(PÁGINA):
===

Cinema: Americanos põem “Cidadão Kane” e Spielberg no topo

Por Amir Labaki*


O topo da lista não trouxe surpresa: Cidadão Kane, de Orson Welles, mais uma vez. Mas não faltam novidades na nova relação dos cem maiores filmes americanos de todos os tempos do American Film Institute (AFI), revelada

Antes, um esclarecimento: como no processo de escolha de dez anos atrás, a eleição limita-se a longas-metragens de ficção produzidos nos Estados Unidos, escolhidos por 1.500 personalidades numa lista inicial de 400 títulos, reunidos pelo AFI a partir de critérios como reconhecimento crítico, popularidade, premiações e impacto cultural.


 


Mesmo quando americanos, os documentários, filmes curtos e experimentais eram inelegíveis. Nada, assim, de Robert Flaherty, Maya Deren, Stan Brakage, Jonas Mekas, Frederick Wiseman, Robert Drew, Barbara Kopple, Errol Morris ou mesmo Michael Moore, para ficar em alguns poucos exemplos de mestres excluídos.


 


Kane foi sucedido por O Poderoso Chefão, Casablanca, Touro Indomável, Cantando na Chuva, E o Vento Levou, Lawrence da Arábia, A Lista de Schindler, Um Corpo que Cai e O Mágico de Oz. Saíram dos dez mais A Primeira Noite de um Homem (antes, 7º, agora 17º) e Sindicato de Ladrões (de 8º para 19º).

===

Registros do conjunto de dados
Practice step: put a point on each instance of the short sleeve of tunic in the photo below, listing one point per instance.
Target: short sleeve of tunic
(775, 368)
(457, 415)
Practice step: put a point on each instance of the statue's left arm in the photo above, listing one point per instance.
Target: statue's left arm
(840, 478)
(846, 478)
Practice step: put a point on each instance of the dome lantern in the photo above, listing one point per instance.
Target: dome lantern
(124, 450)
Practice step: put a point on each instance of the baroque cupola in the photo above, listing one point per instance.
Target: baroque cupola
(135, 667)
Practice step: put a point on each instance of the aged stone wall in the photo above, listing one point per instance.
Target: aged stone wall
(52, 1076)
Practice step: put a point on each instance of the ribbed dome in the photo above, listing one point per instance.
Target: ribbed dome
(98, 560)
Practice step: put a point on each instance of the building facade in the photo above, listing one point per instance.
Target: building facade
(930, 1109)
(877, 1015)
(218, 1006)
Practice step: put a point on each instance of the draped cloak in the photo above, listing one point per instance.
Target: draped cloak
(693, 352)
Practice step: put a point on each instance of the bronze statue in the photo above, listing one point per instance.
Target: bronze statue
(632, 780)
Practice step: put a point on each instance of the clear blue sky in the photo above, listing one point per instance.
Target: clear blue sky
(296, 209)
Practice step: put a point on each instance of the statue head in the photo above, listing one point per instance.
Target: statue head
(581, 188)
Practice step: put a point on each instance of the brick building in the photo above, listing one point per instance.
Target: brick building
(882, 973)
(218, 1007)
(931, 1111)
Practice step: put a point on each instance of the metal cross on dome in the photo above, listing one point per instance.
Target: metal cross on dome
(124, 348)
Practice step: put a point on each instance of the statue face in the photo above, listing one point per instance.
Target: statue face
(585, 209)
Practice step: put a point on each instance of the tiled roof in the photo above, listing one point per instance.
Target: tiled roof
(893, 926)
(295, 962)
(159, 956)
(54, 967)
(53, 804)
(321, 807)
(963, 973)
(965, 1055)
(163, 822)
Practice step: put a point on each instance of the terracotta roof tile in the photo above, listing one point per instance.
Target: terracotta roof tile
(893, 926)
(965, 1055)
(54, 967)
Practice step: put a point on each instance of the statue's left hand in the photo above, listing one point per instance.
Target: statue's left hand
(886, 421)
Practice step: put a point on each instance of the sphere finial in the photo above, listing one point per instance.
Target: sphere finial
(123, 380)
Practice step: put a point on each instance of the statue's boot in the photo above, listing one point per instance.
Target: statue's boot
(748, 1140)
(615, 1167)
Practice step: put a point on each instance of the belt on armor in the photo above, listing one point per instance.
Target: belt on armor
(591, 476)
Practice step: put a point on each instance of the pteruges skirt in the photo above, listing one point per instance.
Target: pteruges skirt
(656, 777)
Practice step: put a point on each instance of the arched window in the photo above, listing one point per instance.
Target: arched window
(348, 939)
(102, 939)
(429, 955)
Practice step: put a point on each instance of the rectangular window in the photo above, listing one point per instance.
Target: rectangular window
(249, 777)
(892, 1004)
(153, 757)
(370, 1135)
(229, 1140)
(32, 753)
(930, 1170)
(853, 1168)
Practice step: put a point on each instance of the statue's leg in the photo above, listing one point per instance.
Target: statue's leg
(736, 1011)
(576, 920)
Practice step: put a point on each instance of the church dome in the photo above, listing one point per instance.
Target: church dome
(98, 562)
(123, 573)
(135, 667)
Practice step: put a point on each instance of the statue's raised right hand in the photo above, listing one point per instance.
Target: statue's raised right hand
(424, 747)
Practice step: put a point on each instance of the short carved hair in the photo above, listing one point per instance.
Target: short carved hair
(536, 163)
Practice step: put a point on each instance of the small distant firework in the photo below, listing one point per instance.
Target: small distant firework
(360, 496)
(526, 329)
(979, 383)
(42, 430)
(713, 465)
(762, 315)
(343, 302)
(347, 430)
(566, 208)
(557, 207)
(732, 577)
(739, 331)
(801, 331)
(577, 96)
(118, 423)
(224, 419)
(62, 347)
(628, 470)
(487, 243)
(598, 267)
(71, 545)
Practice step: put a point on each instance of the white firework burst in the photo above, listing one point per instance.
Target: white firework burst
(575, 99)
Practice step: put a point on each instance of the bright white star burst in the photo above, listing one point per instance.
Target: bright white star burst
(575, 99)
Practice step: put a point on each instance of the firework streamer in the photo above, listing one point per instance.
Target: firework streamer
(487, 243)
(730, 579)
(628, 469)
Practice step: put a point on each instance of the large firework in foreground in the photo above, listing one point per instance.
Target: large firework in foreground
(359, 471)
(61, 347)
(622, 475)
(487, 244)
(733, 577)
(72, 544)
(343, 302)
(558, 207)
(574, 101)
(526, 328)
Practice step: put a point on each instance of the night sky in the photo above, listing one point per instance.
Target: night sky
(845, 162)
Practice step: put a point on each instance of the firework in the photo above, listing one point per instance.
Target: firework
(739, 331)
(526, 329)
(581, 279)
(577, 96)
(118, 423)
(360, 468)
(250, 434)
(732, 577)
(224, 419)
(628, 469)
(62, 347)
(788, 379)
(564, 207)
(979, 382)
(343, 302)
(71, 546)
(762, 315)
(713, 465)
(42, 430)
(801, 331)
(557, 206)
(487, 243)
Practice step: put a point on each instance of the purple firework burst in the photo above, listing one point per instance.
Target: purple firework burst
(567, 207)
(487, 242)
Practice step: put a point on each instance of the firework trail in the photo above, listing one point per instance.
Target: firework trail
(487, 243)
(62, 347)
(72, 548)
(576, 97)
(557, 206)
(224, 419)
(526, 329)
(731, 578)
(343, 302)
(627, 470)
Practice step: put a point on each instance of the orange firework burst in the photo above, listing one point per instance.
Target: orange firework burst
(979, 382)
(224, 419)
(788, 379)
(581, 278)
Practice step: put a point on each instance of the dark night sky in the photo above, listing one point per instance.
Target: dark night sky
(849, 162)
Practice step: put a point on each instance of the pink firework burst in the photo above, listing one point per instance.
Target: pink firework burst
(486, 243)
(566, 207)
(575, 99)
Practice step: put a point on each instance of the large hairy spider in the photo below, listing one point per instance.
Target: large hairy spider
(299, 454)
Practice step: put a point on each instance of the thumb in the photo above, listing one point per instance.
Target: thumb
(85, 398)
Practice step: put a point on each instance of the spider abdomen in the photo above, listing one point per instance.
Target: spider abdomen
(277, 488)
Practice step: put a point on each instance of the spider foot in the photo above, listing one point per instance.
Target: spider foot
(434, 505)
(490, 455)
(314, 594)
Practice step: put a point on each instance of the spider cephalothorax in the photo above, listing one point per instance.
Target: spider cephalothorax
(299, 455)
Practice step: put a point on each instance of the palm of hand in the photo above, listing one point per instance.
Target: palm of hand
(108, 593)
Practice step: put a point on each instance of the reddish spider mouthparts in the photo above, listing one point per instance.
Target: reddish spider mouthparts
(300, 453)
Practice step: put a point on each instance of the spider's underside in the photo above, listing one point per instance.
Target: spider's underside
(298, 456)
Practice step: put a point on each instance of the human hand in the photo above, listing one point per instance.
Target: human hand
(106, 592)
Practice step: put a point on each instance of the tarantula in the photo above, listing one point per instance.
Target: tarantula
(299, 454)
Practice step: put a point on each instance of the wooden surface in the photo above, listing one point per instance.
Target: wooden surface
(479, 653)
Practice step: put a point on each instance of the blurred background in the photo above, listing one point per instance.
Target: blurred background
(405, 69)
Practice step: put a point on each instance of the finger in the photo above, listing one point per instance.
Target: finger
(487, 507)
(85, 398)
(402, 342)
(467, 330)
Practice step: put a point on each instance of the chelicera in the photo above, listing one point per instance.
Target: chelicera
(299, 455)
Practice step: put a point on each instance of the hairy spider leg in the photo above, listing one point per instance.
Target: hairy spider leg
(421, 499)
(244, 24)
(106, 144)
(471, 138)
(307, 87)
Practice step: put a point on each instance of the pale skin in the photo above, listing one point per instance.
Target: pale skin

===

(ENUNCIADO DA TAREFA): Transcreva, sem alterações, todo o trecho do artigo sobre a lista de filmes do AFI que vai de "Mesmo quando americanos, os" até "8º para 19º).". Os registros foram obtidos de uma fonte diferente.

(RESOLUÇÃO DA TAREFA):
Mesmo quando americanos, os documentários, filmes curtos e experimentais eram inelegíveis. Nada, assim, de Robert Flaherty, Maya Deren, Stan Brakage, Jonas Mekas, Frederick Wiseman, Robert Drew, Barbara Kopple, Errol Morris ou mesmo Michael Moore, para ficar em alguns poucos exemplos de mestres excluídos.


 


Kane foi sucedido por O Poderoso Chefão, Casablanca, Touro Indomável, Cantando na Chuva, E o Vento Levou, Lawrence da Arábia, A Lista de Schindler, Um Corpo que Cai e O Mágico de Oz. Saíram dos dez mais A Primeira Noite de um Homem (antes, 7º, agora 17º) e Sindicato de Ladrões (de 8º para 19º).